Exercise requirements
Copy each of the following items word for word.

..............................

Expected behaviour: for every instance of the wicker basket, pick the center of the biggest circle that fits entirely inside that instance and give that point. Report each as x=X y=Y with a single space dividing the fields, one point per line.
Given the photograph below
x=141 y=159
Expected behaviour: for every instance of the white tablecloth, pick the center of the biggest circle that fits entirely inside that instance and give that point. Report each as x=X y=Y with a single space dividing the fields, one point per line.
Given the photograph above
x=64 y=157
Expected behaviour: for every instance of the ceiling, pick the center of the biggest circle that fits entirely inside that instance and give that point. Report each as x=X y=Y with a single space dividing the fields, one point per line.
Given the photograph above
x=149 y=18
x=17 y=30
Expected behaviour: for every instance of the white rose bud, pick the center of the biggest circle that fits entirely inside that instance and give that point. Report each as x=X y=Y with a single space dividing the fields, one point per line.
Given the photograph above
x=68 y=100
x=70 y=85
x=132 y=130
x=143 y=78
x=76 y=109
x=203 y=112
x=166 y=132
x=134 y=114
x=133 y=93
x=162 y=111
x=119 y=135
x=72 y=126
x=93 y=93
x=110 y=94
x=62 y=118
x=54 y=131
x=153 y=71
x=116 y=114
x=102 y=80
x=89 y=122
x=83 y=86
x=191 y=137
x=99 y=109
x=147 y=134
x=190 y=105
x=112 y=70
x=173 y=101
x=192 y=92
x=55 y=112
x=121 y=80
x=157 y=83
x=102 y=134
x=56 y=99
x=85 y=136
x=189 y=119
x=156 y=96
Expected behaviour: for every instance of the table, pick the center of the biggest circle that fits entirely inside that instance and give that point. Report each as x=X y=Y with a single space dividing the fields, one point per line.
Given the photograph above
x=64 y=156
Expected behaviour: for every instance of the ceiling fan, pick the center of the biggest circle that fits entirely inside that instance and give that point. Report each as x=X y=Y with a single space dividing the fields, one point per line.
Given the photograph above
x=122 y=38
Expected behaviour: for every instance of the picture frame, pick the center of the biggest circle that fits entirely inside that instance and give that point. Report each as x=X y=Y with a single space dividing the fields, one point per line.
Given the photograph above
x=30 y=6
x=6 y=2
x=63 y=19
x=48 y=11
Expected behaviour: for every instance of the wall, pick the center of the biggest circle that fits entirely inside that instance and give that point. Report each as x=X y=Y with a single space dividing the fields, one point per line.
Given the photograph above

..............................

Result of the exercise
Expected behaviour: for every instance of the wicker basket, pick the center of the biggest circle that fits entirely inside that instance and give that point. Report each as x=X y=Y with a single space dividing the fields, one point per line.
Given the photograph below
x=141 y=159
Expected behaviour: for every instance of the white tablecloth, pick the center of the biggest circle that fits entirely inside that instance and give that point. Report each as x=X y=Y with a single space dividing the fields, one point per line.
Given the photograph above
x=64 y=157
Expected behaviour: for every instance of the ceiling, pick the center of the biggest circle that fits entirely inside that instance and give that point. Report each as x=X y=Y with a single space dividing the fields, one point per line.
Given the photograph above
x=149 y=18
x=17 y=30
Expected behaviour: for every instance of the white rose bud, pick the center of the biggest circle that fits entirely inside that instance and give that point. Report each as x=X y=Y with a single space dividing the fields, one point per line.
Given the photograph above
x=68 y=100
x=70 y=85
x=132 y=130
x=143 y=78
x=76 y=109
x=203 y=112
x=166 y=132
x=134 y=114
x=133 y=93
x=162 y=111
x=119 y=135
x=72 y=126
x=93 y=93
x=110 y=94
x=62 y=118
x=54 y=131
x=153 y=71
x=116 y=114
x=102 y=80
x=89 y=122
x=83 y=86
x=191 y=137
x=99 y=109
x=147 y=134
x=190 y=105
x=112 y=70
x=173 y=101
x=192 y=92
x=55 y=112
x=121 y=80
x=157 y=83
x=102 y=134
x=56 y=99
x=85 y=136
x=189 y=119
x=156 y=96
Expected behaviour: for every instance of the table, pick the center of the biggest circle that fits entirely inside that instance and give that point. Report each as x=X y=Y with a single space dividing the fields, one point per line.
Given the photograph above
x=64 y=156
Expected behaviour: for every instance of the ceiling fan, pick the center of the biggest circle that fits entirely inside that instance and give that point. Report each as x=X y=Y with a single space dividing the fields, one point per line.
Given the photograph above
x=122 y=38
Expected behaviour: for every instance of the picture frame, pick the center of the biggest circle that fits entirely inside that instance and give that point. Report each as x=X y=Y with a single space dividing the fields, one point per line.
Given the photograph above
x=30 y=6
x=6 y=2
x=63 y=19
x=48 y=11
Expected behaviour: for every instance of the wall, pick the center of the biggest circle that fits entirely inside that instance and give that point. Report each as x=X y=Y with a single space dividing the fields, one point per line.
Given the photograph above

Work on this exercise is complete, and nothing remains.